**What to do**
Transcribe every one of the rows below word for word, keeping each line unchanged and in its original order.

[Records from a point annotation dataset]
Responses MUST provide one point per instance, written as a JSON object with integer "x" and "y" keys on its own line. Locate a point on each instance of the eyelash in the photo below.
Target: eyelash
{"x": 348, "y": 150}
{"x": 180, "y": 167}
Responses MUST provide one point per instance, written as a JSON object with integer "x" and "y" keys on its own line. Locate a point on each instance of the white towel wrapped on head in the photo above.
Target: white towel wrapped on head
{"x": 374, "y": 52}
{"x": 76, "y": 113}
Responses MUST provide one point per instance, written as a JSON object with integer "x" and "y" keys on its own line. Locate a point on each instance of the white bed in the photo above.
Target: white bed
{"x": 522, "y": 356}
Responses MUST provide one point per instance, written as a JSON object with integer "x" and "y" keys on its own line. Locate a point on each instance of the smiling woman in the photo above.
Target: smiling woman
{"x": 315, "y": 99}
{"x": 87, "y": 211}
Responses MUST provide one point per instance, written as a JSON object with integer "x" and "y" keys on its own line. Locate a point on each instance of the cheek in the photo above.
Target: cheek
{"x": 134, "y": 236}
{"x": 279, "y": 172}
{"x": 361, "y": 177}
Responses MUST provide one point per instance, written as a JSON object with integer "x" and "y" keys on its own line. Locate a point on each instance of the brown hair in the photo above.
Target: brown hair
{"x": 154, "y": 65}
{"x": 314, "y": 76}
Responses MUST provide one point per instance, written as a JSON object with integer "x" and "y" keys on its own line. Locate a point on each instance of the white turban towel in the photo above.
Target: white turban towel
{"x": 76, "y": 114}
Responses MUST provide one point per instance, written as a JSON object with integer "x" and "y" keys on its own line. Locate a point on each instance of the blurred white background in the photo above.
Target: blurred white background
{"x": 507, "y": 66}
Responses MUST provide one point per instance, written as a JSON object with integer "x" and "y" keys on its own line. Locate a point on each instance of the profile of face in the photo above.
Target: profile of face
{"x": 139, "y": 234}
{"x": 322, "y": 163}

**Worked solution**
Responses MUST provide one point per instance, written as a JSON object with integer "x" and "y" keys on its own line. Locate a point on each instance of the eyelash in the photo below.
Target: eyelash
{"x": 348, "y": 150}
{"x": 180, "y": 167}
Responses MUST provide one point per instance, written as a JSON object with integer "x" and "y" keys on its own line. Locate a point on each instance of the white towel wrapped on head in the photo above.
Target: white towel wrapped on head
{"x": 374, "y": 52}
{"x": 76, "y": 113}
Responses MUST provide one point per instance, written as a JSON object with integer "x" and "y" keys on its own line. Locate a point on each instance of the white bed in the photo above.
Target: white bed
{"x": 522, "y": 356}
Responses MUST provide one point per instance, written as a JSON object with integer "x" and "y" keys on its own line. Locate a point on each instance of the smiling woman in the photo above.
Target: smiling woman
{"x": 315, "y": 99}
{"x": 87, "y": 211}
Responses MUST provide one point per instance, written as a JSON object with integer "x" and "y" keys on its own line. Locate a point on each instance of the cheek in the photo above.
Target: cheek
{"x": 134, "y": 236}
{"x": 279, "y": 172}
{"x": 361, "y": 177}
Responses MUST provide one point per instance, written as a JSON object with integer "x" and "y" keys on its own line. Locate a point on each instance of the brown hair in the photo above.
Target: brown hair
{"x": 154, "y": 65}
{"x": 314, "y": 76}
Responses MUST provide one point per instance, written as a JSON object with integer "x" and "y" keys on its own line. Locate a point on each instance of the white turban towel in the photo above.
Target: white turban towel
{"x": 76, "y": 114}
Responses MUST provide one point per instance, written as a JSON object with integer "x" and "y" keys on its own line. Locate a point on each instance of the blurred white background in the photo above.
Target: blurred white background
{"x": 507, "y": 66}
Responses MUST provide one point per instance, written as a JSON object with integer "x" and "y" keys on its own line. Locate a point on each instance of the profile of face in the photo above.
Target: profile of face
{"x": 139, "y": 234}
{"x": 322, "y": 163}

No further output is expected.